TASK SET:
A – According to the passage on the German chancellor candidates, since what year has Armin Laschet been minister president of North Rhine-Westphalia?
B – Decide whether each statement agrees with the passage on the German chancellor candidates. Give yes or no for each, and quote the deciding words.
(i) Annalena Baerbock's selection as the Greens' candidate was contested.
(ii) Markus Söder has led the CSU since 2019.
(iii) The CSU leader has been the Union's chancellor candidate in three of the 19 federal elections.
C – Duplicate the passage on the German chancellor candidates without changes, everything from "The same cannot" down to "should be their chancellor candidate.".

CDU-CSU choose Laschet and Greens choose Baerbock as chancellor candidates for September election
German voters will go to the polls on September 26 to elect the Bundestag. For most parties, the party leader is its presumed chancellor candidate in the election campaign. But in the case of the German Christian Democratic Union (CDU) and its Bavarian sister party, the Christian Social Union (CSU), which will be contesting an election for the first time since 2005 in which Angela Merkel isn’t their chancellor candidate, and in the case of the German Greens, which have two leaders, the situation was potentially more complicated.
On Monday, the Greens announced that Annalena Baerbock, who has represented the state of Brandenburg in the Bundestag since 2013 and has been co-leader of the Greens with Robert Habeck since 2018, will be their chancellor candidate. Her selection was not contested and indeed was a foregone conclusion, largely because, while she has served in the Bundestag since 2013, Habeck, who served in the Landtag of Schleswig-Holstein in 2009-12 and in that state’s government in 2012-18, no longer holds a political office.
The same cannot be said of the CDU-CSU decision. Indeed, over the past two weeks, German politics has been dominated by the sometimes-heated arguments, both behind closed doors and in the press, between members and leaders of the CDU and CSU over whether Armin Laschet, who has been the minister president of North Rhine-Westphalia since 2017 and was elected national CDU leader in January, or Markus Söder, who has been the minister president of Bavaria since 2018 and the CSU leader since 2019, should be their chancellor candidate.
Since the CDU-CSU chancellor candidate is chosen by the leaderships of the two parties, which include the leaders of the CDU in fifteen of the sixteen German states and the leader of the Bavarian CSU, one would normally expect that, when a Union chancellor is not running again, one of the CDU state leaders would be chosen to be the chancellor candidate. Indeed, the parties have chosen the CSU leader as the Union’s chancellor candidate in only two of the 19 federal elections—in 1980, when Franz Josef Strauss was the candidate, and in 2002, when Edmund Stoiber was the candidate. That being the case, one would expect that in ordinary times Laschet would be the CDU-CSU chancellor candidate.

RECORDS SHOWN:
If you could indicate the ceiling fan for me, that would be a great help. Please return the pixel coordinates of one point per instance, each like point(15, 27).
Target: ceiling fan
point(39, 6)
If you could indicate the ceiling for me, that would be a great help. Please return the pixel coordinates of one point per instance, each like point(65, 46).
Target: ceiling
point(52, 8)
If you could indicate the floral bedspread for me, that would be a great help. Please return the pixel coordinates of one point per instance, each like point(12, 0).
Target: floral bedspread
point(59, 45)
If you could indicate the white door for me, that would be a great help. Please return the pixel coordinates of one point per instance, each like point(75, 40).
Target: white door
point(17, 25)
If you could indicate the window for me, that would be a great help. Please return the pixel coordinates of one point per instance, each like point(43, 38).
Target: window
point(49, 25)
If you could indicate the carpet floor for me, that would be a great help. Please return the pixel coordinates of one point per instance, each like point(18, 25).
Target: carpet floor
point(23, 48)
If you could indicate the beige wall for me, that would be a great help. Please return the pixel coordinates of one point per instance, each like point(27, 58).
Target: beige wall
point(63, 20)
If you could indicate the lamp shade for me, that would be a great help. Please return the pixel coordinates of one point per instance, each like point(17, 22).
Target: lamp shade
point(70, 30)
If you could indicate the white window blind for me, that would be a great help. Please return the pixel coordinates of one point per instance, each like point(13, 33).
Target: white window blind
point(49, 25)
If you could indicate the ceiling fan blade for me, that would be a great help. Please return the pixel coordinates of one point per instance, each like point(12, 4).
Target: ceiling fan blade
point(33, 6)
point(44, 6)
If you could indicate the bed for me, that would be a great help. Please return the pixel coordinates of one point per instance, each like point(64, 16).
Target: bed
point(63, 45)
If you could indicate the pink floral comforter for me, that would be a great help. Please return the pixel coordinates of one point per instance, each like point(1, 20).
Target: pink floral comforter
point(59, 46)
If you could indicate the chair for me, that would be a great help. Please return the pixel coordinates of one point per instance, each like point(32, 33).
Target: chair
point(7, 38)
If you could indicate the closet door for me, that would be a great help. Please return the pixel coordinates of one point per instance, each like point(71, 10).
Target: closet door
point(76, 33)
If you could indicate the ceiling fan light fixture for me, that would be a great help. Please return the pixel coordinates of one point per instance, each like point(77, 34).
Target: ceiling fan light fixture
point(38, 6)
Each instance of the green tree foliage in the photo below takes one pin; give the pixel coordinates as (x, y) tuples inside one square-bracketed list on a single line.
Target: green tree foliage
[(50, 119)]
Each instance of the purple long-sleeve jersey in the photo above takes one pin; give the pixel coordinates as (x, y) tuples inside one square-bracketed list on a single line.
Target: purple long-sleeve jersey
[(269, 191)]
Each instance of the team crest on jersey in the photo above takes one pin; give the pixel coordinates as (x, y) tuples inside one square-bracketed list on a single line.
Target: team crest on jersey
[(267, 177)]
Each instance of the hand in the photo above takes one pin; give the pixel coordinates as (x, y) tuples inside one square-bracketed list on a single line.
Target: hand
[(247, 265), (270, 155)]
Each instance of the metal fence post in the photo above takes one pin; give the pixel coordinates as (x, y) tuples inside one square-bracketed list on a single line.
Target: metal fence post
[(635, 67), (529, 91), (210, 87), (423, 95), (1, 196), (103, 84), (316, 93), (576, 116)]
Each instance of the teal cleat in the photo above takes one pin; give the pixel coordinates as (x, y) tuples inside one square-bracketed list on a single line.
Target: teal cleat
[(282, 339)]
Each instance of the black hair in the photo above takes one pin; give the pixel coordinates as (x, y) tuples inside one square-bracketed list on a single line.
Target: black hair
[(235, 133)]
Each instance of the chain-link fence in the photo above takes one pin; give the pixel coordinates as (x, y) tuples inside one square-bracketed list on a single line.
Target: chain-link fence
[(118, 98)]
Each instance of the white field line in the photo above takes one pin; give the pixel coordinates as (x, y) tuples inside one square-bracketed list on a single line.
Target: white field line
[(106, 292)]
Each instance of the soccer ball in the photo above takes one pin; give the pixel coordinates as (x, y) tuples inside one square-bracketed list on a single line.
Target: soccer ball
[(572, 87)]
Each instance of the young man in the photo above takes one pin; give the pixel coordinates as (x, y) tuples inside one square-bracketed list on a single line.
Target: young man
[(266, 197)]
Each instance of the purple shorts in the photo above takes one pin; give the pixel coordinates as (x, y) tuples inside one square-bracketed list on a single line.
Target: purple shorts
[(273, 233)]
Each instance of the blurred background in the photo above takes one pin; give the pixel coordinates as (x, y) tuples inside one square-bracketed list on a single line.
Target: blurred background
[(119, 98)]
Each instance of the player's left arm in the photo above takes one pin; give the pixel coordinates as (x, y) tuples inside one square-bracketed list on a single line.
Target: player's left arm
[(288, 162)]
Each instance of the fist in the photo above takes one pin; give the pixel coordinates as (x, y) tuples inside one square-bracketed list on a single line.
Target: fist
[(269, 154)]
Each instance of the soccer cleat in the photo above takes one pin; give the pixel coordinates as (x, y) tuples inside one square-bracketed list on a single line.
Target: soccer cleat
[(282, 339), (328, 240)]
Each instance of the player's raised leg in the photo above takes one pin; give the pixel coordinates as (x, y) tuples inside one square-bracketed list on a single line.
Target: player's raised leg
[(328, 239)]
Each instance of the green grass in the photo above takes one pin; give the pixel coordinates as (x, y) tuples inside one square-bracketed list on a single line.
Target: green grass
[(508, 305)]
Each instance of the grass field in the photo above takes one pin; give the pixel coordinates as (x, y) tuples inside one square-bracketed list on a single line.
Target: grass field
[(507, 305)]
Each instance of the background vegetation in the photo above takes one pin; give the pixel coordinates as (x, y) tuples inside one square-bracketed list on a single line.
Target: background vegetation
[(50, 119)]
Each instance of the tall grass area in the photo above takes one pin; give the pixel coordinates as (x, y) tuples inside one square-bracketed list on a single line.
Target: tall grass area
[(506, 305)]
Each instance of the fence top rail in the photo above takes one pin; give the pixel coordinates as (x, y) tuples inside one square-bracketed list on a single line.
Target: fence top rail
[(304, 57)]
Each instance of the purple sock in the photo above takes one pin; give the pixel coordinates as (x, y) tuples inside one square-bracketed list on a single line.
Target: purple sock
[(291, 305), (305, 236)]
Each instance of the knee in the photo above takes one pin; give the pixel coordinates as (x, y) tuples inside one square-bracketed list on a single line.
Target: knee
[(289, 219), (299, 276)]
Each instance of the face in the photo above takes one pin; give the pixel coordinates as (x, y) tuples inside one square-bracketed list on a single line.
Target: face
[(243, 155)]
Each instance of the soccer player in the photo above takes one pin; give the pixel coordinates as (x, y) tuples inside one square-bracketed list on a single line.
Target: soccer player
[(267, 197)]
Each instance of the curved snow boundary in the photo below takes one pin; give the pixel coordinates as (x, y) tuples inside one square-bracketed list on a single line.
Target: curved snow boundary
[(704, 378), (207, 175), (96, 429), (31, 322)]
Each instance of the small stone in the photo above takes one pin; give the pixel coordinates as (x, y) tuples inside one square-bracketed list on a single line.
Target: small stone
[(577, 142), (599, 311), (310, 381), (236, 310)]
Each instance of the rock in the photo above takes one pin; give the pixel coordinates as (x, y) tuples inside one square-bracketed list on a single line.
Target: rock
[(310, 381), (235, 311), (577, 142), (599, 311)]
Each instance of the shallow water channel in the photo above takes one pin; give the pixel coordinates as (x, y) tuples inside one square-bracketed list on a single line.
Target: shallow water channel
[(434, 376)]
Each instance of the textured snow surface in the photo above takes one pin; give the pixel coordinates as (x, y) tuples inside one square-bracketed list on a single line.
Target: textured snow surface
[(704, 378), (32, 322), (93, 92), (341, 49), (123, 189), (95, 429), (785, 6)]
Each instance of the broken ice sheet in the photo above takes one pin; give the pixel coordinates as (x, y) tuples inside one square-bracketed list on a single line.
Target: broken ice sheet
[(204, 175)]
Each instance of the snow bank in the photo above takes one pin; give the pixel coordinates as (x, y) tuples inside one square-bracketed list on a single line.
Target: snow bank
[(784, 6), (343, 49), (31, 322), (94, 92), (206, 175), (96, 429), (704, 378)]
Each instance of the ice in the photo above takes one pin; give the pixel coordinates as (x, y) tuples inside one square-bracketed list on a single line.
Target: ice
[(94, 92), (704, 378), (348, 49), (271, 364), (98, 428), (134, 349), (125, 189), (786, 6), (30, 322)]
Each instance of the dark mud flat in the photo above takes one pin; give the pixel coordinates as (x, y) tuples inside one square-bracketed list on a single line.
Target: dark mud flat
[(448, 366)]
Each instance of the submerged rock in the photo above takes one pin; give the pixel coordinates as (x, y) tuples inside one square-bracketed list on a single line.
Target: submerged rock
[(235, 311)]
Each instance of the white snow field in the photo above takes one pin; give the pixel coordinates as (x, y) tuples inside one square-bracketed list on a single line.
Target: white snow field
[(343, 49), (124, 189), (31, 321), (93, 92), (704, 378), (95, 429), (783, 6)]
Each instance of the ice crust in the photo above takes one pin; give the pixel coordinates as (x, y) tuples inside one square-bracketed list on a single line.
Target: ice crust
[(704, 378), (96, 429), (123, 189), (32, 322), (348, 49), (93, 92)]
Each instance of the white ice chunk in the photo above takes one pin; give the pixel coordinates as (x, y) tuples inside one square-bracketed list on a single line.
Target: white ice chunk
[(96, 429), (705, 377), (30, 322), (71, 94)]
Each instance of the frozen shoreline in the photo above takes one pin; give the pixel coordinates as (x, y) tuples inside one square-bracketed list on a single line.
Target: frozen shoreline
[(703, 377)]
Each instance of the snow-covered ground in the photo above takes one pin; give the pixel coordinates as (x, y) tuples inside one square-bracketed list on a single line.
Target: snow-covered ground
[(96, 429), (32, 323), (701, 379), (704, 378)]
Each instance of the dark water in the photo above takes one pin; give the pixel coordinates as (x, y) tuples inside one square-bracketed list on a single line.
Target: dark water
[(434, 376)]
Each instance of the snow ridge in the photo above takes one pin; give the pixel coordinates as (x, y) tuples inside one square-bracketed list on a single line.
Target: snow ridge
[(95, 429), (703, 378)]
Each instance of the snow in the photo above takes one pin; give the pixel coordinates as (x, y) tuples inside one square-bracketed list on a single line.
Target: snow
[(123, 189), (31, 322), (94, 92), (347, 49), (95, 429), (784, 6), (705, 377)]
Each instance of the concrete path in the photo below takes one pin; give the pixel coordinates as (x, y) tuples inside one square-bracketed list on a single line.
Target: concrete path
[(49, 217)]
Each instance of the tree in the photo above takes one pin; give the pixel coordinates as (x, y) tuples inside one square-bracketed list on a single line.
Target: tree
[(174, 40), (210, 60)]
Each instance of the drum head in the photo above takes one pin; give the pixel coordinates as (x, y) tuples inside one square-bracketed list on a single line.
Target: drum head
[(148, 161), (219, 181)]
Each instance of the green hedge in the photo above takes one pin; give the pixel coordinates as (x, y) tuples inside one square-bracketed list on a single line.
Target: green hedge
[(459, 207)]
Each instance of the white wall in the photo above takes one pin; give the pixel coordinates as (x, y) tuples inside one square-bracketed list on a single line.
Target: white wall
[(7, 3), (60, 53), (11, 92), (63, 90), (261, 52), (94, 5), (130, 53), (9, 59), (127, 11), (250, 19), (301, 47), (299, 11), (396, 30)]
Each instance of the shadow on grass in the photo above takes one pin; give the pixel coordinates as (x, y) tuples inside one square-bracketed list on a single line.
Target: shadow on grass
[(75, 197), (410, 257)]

RESPONSES TO THE EXERCISE:
A – Since 2017.

B –
(i) No: "Her selection was not contested and indeed was a foregone conclusion"
(ii) Yes: "the CSU leader since 2019"
(iii) No: "in only two of the 19 federal elections"

C –
The same cannot be said of the CDU-CSU decision. Indeed, over the past two weeks, German politics has been dominated by the sometimes-heated arguments, both behind closed doors and in the press, between members and leaders of the CDU and CSU over whether Armin Laschet, who has been the minister president of North Rhine-Westphalia since 2017 and was elected national CDU leader in January, or Markus Söder, who has been the minister president of Bavaria since 2018 and the CSU leader since 2019, should be their chancellor candidate.